[Start Data records]

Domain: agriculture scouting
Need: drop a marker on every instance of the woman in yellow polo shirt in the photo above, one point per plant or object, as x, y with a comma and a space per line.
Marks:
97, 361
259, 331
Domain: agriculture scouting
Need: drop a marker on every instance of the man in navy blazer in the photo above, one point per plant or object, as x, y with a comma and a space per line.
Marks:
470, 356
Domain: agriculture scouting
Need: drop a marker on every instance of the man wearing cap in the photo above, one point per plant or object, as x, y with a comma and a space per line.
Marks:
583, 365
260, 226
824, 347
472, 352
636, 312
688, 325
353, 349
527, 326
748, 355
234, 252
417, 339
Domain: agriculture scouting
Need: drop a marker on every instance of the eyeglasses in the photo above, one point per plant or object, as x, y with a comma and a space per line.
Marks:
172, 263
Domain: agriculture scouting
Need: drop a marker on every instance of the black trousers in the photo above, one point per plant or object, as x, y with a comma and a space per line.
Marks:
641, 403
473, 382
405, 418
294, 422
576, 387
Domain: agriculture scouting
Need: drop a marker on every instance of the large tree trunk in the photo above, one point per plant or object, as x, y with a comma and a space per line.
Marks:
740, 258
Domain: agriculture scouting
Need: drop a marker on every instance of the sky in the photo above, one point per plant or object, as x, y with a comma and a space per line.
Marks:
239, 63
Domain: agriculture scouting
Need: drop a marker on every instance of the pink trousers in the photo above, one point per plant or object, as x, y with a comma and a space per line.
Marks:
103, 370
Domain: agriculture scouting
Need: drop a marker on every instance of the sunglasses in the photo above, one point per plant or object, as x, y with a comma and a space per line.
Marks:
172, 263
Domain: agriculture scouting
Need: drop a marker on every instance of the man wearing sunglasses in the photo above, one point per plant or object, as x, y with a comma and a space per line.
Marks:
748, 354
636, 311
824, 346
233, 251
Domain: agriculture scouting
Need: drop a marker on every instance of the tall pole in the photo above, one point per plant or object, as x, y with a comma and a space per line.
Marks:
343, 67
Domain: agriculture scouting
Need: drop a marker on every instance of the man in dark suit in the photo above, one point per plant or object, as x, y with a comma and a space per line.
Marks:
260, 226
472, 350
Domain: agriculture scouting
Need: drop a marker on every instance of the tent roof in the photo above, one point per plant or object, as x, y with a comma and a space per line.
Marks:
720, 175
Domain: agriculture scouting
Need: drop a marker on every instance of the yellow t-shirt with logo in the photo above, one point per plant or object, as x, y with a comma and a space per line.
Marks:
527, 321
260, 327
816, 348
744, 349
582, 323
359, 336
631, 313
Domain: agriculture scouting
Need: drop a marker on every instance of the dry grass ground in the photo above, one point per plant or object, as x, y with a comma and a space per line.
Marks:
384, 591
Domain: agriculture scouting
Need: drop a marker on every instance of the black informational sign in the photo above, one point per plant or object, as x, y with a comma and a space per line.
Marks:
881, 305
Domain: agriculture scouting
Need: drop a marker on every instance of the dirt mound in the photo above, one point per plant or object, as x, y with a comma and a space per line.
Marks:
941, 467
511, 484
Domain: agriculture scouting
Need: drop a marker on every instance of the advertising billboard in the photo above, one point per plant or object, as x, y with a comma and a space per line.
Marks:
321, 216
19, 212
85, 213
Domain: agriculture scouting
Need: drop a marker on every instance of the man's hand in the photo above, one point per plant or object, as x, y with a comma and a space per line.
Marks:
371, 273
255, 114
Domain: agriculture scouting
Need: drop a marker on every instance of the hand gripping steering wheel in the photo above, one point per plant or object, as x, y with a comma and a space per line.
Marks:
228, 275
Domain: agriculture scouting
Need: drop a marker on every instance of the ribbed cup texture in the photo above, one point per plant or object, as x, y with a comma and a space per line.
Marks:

[End Data records]

Identify each line in the records above that contains the word "shirt", and copy every such line in full.

Complete answer:
Need: drop a marker on every instance of the woman in yellow polo shirt in the photo above, one point per plant or object, as x, y with a comma and a space per line.
Need: drop a marker on every instance of the yellow t-shirt with logo in the photo above, one point per plant or object, as x, y with a comma and a space per line.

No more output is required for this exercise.